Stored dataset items
....

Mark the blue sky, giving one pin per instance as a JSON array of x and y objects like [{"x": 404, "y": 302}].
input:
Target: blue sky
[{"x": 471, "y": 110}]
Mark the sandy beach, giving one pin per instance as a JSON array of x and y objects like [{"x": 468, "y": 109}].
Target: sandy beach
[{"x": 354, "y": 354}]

....

*Work to be completed*. What you write must match the records above exactly, line for line.

*The completed task*.
Mark the blue sky, giving one pin per instance as a JSON array of x and y objects like [{"x": 404, "y": 302}].
input:
Target: blue sky
[{"x": 471, "y": 110}]
Mark the sandy beach, giving one pin per instance as a JSON array of x and y objects like [{"x": 468, "y": 109}].
Target: sandy beach
[{"x": 354, "y": 354}]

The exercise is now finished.